Stored dataset items:

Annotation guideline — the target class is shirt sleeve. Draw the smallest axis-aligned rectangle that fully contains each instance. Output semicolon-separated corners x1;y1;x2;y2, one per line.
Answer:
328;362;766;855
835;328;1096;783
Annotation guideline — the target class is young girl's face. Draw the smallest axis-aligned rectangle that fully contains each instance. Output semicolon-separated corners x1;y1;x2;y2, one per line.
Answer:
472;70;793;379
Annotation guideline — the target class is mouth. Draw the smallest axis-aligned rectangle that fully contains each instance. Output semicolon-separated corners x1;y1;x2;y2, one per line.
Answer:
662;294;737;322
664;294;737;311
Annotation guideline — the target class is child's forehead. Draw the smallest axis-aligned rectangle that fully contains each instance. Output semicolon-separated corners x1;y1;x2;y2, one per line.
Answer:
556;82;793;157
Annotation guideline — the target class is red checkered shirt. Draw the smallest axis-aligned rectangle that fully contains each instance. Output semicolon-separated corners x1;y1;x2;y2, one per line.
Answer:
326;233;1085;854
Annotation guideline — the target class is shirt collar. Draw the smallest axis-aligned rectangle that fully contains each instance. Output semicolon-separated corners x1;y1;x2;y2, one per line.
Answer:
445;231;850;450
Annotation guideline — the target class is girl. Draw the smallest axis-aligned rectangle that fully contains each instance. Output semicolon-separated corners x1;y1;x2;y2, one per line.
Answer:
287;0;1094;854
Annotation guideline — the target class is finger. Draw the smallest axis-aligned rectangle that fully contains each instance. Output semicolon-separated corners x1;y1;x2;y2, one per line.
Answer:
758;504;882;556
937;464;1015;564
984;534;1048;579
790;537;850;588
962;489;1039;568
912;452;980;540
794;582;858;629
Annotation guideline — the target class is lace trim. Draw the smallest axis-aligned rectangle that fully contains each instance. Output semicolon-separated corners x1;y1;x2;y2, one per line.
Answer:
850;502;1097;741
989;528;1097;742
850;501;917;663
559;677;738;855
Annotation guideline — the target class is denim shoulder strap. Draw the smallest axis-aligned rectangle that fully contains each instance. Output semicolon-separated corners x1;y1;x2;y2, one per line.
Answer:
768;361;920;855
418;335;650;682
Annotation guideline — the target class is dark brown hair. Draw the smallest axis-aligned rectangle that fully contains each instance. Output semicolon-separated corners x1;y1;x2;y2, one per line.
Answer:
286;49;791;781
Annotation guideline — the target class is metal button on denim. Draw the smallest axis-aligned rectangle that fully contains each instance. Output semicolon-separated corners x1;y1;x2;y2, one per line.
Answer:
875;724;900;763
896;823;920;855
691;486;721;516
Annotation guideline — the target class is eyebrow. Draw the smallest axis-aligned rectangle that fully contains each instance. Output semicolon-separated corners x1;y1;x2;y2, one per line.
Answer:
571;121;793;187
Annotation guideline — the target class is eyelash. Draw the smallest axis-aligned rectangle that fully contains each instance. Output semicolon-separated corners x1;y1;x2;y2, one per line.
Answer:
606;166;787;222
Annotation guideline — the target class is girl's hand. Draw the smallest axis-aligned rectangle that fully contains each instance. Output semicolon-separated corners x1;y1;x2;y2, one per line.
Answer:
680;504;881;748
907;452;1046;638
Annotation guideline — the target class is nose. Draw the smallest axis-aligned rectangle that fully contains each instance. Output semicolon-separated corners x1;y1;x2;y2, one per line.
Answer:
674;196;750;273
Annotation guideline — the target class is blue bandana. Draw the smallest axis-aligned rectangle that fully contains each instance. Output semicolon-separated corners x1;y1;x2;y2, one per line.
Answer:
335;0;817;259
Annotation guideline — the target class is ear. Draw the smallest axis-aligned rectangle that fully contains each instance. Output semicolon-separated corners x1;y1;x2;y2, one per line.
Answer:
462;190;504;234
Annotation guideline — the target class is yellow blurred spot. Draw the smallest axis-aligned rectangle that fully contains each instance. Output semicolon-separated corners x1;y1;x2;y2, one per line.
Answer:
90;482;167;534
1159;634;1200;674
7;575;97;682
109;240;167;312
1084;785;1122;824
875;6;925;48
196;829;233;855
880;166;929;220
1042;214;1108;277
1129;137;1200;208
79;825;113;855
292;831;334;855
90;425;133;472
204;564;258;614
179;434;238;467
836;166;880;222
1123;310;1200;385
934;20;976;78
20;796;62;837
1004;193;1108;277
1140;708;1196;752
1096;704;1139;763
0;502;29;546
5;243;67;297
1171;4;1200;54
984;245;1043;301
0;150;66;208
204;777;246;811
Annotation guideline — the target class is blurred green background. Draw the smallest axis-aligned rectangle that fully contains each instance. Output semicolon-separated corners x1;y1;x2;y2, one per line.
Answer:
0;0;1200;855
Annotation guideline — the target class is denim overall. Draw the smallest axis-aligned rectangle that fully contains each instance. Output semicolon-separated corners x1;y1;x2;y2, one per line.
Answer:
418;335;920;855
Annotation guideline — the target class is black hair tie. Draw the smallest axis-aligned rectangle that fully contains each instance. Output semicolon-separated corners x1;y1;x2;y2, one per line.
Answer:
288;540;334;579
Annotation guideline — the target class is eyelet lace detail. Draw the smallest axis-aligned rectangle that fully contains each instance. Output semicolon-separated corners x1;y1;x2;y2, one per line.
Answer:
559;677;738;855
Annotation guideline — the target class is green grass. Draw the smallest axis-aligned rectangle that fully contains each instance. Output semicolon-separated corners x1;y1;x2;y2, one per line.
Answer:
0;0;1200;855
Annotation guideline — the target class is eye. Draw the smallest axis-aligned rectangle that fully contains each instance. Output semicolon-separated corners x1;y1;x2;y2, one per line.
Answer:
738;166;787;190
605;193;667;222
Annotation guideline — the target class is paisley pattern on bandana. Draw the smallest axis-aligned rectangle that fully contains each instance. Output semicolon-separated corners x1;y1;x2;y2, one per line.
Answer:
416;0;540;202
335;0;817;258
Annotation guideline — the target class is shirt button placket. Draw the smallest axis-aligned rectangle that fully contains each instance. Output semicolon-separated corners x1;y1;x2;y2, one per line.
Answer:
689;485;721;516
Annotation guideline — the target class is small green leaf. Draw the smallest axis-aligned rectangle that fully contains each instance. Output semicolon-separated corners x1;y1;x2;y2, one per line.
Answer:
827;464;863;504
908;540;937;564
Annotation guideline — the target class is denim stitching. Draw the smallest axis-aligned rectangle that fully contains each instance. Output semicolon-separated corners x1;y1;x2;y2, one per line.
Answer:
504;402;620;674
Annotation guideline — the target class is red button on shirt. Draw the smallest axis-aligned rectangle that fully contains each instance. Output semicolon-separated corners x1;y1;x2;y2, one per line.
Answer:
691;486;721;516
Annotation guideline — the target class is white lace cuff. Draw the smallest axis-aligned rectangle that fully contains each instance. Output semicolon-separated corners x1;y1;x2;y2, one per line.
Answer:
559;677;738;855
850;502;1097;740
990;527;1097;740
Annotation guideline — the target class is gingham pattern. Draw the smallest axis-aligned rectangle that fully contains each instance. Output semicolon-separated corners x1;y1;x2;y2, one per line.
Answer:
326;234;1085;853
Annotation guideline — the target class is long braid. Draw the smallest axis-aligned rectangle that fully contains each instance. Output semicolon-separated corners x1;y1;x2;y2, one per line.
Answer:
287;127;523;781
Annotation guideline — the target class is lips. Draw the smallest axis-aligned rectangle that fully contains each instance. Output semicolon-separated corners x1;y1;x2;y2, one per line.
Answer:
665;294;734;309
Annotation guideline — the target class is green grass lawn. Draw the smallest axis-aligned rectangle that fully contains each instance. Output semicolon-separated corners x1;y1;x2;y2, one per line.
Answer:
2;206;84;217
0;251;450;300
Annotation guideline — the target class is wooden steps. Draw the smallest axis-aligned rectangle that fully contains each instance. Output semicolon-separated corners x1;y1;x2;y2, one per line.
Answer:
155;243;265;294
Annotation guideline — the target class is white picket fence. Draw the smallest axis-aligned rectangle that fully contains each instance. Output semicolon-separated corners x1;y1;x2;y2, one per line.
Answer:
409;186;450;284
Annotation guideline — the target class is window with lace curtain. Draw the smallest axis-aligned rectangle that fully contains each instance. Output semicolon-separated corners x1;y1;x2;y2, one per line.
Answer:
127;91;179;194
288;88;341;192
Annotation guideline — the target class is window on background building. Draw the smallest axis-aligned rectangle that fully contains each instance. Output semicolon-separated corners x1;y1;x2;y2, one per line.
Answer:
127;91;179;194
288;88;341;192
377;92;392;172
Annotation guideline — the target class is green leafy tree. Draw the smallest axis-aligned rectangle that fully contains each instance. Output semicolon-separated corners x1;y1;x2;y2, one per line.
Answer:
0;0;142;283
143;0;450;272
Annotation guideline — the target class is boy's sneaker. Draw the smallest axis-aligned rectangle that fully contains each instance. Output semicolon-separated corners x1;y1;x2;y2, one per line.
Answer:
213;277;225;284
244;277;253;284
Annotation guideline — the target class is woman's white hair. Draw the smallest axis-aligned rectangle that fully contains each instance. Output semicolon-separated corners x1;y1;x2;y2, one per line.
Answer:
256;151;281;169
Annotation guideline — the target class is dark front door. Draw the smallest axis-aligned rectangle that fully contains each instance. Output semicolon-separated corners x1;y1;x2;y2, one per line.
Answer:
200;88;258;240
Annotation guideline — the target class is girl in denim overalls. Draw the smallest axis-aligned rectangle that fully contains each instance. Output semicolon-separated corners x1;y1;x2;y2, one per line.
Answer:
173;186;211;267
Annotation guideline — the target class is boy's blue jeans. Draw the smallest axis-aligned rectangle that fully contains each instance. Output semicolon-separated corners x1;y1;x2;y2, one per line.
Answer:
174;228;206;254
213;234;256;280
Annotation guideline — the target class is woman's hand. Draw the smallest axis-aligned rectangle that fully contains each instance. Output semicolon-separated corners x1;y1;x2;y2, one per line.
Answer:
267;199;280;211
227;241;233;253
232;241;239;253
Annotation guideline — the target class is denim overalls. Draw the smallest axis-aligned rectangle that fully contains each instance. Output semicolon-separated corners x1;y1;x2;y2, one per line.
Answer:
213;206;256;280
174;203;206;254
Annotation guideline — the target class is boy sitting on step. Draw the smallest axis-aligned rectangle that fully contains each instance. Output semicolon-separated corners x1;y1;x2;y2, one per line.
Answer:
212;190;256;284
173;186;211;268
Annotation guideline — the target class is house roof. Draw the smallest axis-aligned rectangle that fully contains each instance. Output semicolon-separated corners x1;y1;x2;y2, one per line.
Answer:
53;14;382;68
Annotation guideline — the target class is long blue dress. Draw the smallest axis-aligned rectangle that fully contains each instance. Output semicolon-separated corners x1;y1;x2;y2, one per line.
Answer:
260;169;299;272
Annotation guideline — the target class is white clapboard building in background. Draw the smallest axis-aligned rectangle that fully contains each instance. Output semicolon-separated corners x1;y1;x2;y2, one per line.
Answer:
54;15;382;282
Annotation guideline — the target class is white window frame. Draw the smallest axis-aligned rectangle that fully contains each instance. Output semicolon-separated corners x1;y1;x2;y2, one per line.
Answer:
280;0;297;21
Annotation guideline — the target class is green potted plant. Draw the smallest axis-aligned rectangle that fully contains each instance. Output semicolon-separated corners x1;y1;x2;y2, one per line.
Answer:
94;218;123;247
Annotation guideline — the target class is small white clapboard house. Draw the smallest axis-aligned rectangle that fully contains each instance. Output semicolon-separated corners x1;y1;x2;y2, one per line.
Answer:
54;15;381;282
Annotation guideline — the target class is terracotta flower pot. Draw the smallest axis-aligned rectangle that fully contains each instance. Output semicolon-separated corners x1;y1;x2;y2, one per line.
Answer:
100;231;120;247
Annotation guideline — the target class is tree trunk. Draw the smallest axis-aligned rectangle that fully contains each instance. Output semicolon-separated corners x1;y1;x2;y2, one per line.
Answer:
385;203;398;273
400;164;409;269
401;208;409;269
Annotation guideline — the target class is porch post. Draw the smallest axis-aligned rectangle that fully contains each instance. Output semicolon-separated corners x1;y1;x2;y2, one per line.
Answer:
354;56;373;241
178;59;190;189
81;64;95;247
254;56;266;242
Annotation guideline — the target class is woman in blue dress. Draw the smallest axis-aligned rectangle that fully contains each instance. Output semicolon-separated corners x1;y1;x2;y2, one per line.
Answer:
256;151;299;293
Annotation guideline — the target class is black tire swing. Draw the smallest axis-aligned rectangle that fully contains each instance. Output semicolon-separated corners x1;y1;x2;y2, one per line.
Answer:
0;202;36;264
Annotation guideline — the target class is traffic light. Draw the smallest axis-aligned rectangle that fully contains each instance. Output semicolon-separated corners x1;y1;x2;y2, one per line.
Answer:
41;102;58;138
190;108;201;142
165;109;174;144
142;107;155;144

- Problem to solve:
Format everything in the records from the line containing "Annotation guideline — the target class is small green" down to the line containing "908;540;937;564", both included, as a numbered list, one line per item. Skip any blank lines.

- Solution to this exercise:
1. Annotation guideline — the target class is small green leaf. Draw the smallest axis-aligned rectangle that fully contains each instance. Output semicolon-separated corners x1;y1;x2;y2, one per line.
2. Answer:
3. 827;464;863;504
4. 908;540;937;564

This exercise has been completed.